[ZUR AUFGABE]:
Schreiben Sie den Text über die Strafverschärfung für Vergewaltiger in Marokko im Anschluss an seinen letzten Satz weiter.

[AUSGANGSTEXT]:
+---+
Die Verschärfung der Strafen für Vergewaltiger in Marokko

Strafe statt Hochzeit

In Marokko soll der Artikel 475 des Strafgesetzbuches geändert werden, um minderjährige Frauen besser vor sexueller Gewalt zu schützen. Doch damit wäre es noch nicht getan.

Vor knapp einem Jahr sorgte der Selbstmord der 16jährigen Amina Filali in Marokko für große öffentliche Empörung (Jungle World 20/2012). Für kurze Zeit geriet das Regime von König Mohammed VI., das bei europäischen Regierungen als reformwillig gilt und nur selten kritisiert wird, auch international in die Kritik. Filali hatte Rattengift geschluckt, nachdem sie mit ihrem Vergewaltiger zwangsverheiratet worden war. Dabei war der zweite Paragraph des Artikels 475 des marokkanischen Strafgesetzbuches angewandt worden. Dieser ermöglicht es einem Vergewaltiger, sein Opfer mit dem Einverständnis von dessen Eltern zu heiraten und dadurch strafrechtlicher Verfolgung zu entgehen. Die Heirat Minderjähriger ist in Marokko unter gewissen Bedingungen erlaubt. Die Eltern Filalis hatten in sie eingewilligt, weil sie die Ehre der Familie erhalten wollten.

Mit diesem Prozedere soll jetzt Schluss sein: Ende Januar wurde eine Teilrevision des Artikels 475 vom Justizministerium vorgestellt. Die Gesetzesänderung sieht vor, den zweiten Paragraphen des Artikels 475 zu streichen und den Artikel um zusätzliche Paragraphen zu erweitern, die eine schärfere Bestrafung der Täter ermöglichen sollen. Ein Vergewaltiger einer Minderjährigen soll künftig für 20 Jahre ins Gefängnis kommen, bei Entjungferung des Opfers bis zu 30 Jahre. Bislang können Vergewaltiger zu maximal fünf Jahren Haft verurteilt werden. Der Abänderungsantrag für Artikel 475 gelangt nun in die beiden Parlamentskammern. Ein terminlicher Rahmen zur Annahme des Gesetzes ist nicht bekannt.
+---+
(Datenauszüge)
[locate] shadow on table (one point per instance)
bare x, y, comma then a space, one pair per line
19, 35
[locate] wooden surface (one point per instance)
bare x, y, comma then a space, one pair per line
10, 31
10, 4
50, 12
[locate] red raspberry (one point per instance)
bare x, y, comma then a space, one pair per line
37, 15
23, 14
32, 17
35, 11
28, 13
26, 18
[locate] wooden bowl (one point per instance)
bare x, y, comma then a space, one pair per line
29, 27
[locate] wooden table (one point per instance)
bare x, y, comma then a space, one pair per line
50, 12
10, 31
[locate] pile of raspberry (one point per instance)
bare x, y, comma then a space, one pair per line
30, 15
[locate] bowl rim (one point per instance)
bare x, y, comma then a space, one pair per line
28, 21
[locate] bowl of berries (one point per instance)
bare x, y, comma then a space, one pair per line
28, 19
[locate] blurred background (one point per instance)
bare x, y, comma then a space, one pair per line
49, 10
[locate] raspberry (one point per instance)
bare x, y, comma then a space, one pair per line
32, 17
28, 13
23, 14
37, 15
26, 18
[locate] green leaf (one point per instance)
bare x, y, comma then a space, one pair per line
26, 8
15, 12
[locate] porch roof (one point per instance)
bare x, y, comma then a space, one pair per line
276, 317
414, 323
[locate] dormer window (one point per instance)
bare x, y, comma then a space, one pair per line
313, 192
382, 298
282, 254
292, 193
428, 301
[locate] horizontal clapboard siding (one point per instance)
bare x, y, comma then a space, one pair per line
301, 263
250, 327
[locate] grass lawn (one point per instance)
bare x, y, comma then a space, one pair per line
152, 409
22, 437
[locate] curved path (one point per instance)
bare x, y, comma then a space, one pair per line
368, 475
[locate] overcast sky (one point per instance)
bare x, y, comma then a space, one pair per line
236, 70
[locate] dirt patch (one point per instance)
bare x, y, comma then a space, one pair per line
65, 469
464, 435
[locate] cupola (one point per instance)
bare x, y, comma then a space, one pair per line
+---+
[ANTWORTFELD]:
Der Fall Filali hatte im vergangenen Jahr in Marokko landesweit Proteste von Feministinnen und zivilgesellschaftlichen Organisationen ausgelöst. Das Vorhaben, einen Teil des Gesetzesartikels zu streichen, wertet Khadija Abenaou, die Verantwortliche für die Sektion Frauenrechte der marokkanischen Menschenrechtsorganisation AMDH, zum jetzigen Zeitpunkt nicht einmal als »Teilerfolg«. »Der Abänderungsantrag wurde bisher nur vorgeschlagen. Eine Evaluierung ist schwierig, solange das Parlament den Antrag nicht diskutiert hat«, sagt Abenaou. »Der Vorschlag ist weit davon entfernt, die Frau in ihrer physischen und moralischen Integrität zu verstehen. Zudem lässt das Gesetzesprojekt erwachsene oder verheiratete Opfer genauso wie Vergewaltigungen an männlichen Kindern außer Acht«, kritisiert sie.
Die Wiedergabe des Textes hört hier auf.